_Extract_
========

Recorded Future’s first customers were in government, but the company spread out from there, just as the internet was developing into both a hugely valuable source of information and a new battleground for criminals and scammers.
Today, Recorded Future’s customers are in financial services, telco, tech, media, manufacturing, health care and many national and local governments.
‘Livin’ on a prayer’
I asked Ahlberg what he saw as the future of cyber threats and intelligence.
“I like to say the last 25, 35 years, the world has slowly migrated onto the internet, and so the internet became a reflection of the world in some pretty incredible ways,” he said. “And I've been making the point that during the next 25 years, it actually flips, and the world becomes a reflection of the internet. And that's not such a comfortable thing to think about.”
As the digital and physical worlds merge, sussing out what’s true and what’s fake will be even more important. That means Recorded Future’s work will become even more critical.
In some ways, this outlook connected to Recorded Future’s relationship with Mastercard and how it’s evolved over several years. For example, last year the companies started working together to use generative AI techniques to speed the detection of compromised cards found on illegal websites.
Targeted use of threat intelligence like that can protect Mastercard’s network and its banking customers in new ways. “You should be able to build something pretty incredible,” Ahlberg said about building new connections between Recorded Future’s threat intelligence work and Mastercard’s payments platform. “So trying to match those two worlds together was, for me, something that could be very, very good.”

========

(Stored dataset items)
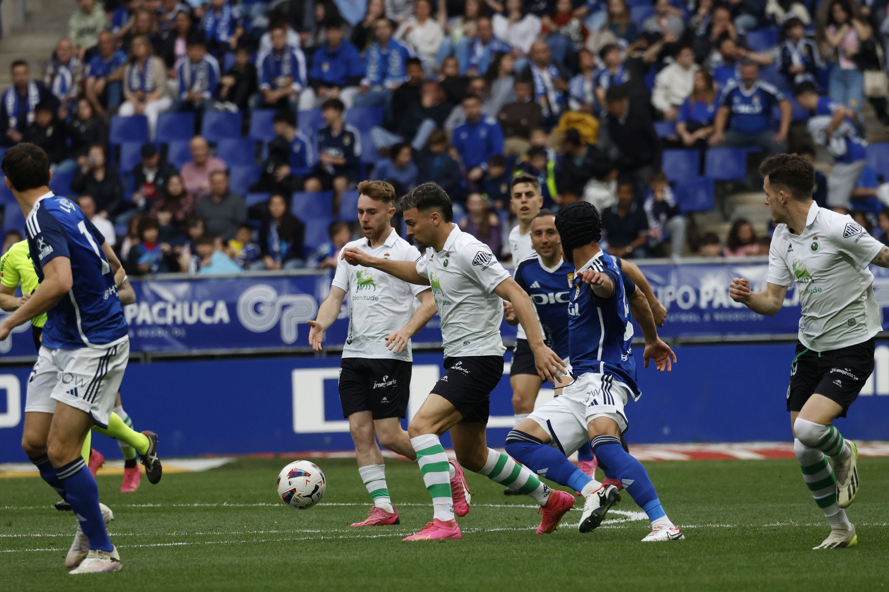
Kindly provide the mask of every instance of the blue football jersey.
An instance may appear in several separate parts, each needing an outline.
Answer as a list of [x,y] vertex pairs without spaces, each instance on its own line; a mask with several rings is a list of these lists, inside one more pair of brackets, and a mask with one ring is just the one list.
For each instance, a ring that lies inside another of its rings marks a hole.
[[47,313],[44,345],[74,350],[108,345],[128,335],[114,274],[92,223],[70,200],[47,193],[34,204],[25,224],[31,259],[43,281],[43,268],[57,257],[71,261],[74,284]]
[[534,253],[519,262],[516,281],[534,303],[547,346],[565,359],[568,357],[568,299],[574,266],[563,261],[556,269],[549,269]]
[[[581,279],[581,273],[588,268],[611,278],[614,291],[609,297],[596,296]],[[575,377],[588,372],[611,375],[629,387],[638,399],[636,362],[630,347],[633,324],[627,297],[629,290],[635,291],[636,284],[623,275],[618,259],[611,255],[600,251],[578,269],[568,304],[568,351]]]

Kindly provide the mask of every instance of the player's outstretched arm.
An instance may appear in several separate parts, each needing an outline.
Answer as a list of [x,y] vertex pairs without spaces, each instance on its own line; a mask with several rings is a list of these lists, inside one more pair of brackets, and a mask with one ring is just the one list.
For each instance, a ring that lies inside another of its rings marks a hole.
[[392,261],[382,257],[371,257],[360,249],[349,247],[342,249],[342,258],[349,265],[364,265],[385,272],[409,284],[428,286],[429,280],[417,273],[416,261]]
[[342,306],[342,300],[346,297],[346,290],[336,286],[331,286],[330,294],[321,303],[318,307],[318,316],[315,320],[307,321],[311,327],[308,330],[308,344],[316,351],[321,351],[321,342],[324,339],[326,331],[336,318],[340,315],[340,308]]
[[417,295],[417,300],[420,301],[420,308],[407,324],[386,335],[386,345],[395,353],[401,353],[408,340],[417,335],[417,331],[426,327],[426,323],[429,322],[429,319],[434,317],[436,311],[438,310],[436,308],[436,299],[432,296],[432,290],[423,290]]
[[762,292],[751,292],[750,282],[747,278],[735,278],[728,288],[728,295],[732,296],[732,300],[740,302],[754,312],[773,317],[784,304],[787,286],[768,283]]
[[889,267],[889,247],[884,247],[870,262],[879,267]]
[[[629,295],[629,311],[639,323],[642,328],[642,335],[645,338],[645,351],[642,353],[642,359],[645,367],[648,367],[648,362],[654,360],[654,367],[659,371],[672,372],[672,364],[676,364],[676,354],[669,345],[663,343],[658,336],[658,328],[654,324],[654,315],[648,306],[648,299],[638,286],[636,290]],[[672,362],[672,364],[671,364]]]
[[494,288],[494,294],[512,303],[518,322],[521,323],[528,338],[528,345],[534,352],[534,366],[537,367],[537,373],[541,378],[549,381],[553,386],[558,386],[562,375],[565,374],[565,365],[562,359],[543,342],[543,334],[541,333],[541,325],[537,321],[537,315],[534,314],[534,305],[531,304],[531,296],[511,277],[500,282]]
[[621,259],[621,268],[645,296],[645,300],[648,301],[648,307],[652,309],[652,314],[654,316],[654,324],[658,327],[663,327],[664,321],[667,320],[667,309],[661,304],[658,297],[654,296],[654,290],[652,289],[652,285],[648,283],[645,274],[642,272],[638,265],[626,259]]
[[19,325],[47,312],[68,294],[74,285],[71,276],[71,260],[57,257],[44,264],[44,280],[31,297],[12,314],[0,323],[0,339],[5,339]]

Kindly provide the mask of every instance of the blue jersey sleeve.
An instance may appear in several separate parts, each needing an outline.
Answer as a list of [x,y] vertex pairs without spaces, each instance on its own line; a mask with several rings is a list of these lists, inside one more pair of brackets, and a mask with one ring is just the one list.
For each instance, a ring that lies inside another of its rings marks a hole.
[[31,257],[39,262],[41,269],[57,257],[71,258],[65,229],[45,209],[37,207],[33,216],[28,216],[26,226],[28,238],[36,248]]

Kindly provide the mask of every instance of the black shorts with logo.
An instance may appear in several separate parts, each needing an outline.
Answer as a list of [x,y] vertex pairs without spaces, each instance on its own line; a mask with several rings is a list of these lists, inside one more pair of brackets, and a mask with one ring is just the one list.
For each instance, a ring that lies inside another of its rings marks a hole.
[[445,358],[444,375],[432,392],[457,407],[462,423],[487,423],[491,391],[502,375],[503,356]]
[[534,366],[534,352],[531,351],[527,339],[517,339],[516,347],[512,351],[512,366],[509,367],[509,375],[534,375],[537,374],[537,367]]
[[787,389],[787,410],[799,411],[813,393],[843,407],[840,417],[874,371],[874,339],[830,351],[812,351],[797,343]]
[[370,411],[373,419],[404,417],[411,396],[411,362],[343,358],[340,370],[342,416]]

========

_Task objective_
Could you continue the article about Recorded Future and Mastercard, picking up right after its final sentence?

_Expected answer_
In a research piece published last year, Nilson Report echoed some of those sentiments, saying Recorded Future stood to benefit from Mastercard’s payments capabilities and global footprint. Meanwhile, Recorded Future will become another important part of Mastercard’s growing cybersecurity story, the researcher said, noting prior acquisitions to strengthen its data analytics, threat protection and identity tools.
“Sophisticated fraud driven by organized criminal networks assisted by generative AI is on the rise,” Nilson wrote, driving demand for the kind of work Recorded Future does every day.
With the acquisition completed, Ahlberg's drive to solve complex problems that others tell him are impossible is still palpable.
“I just love this stuff. You have guys ... whose whole mission is to stay secret and, in that, steal money and secrets — their whole sort of world lives around staying out of view. To be able to get to them,” he said, raising his eyebrows, “that's pretty enticing.”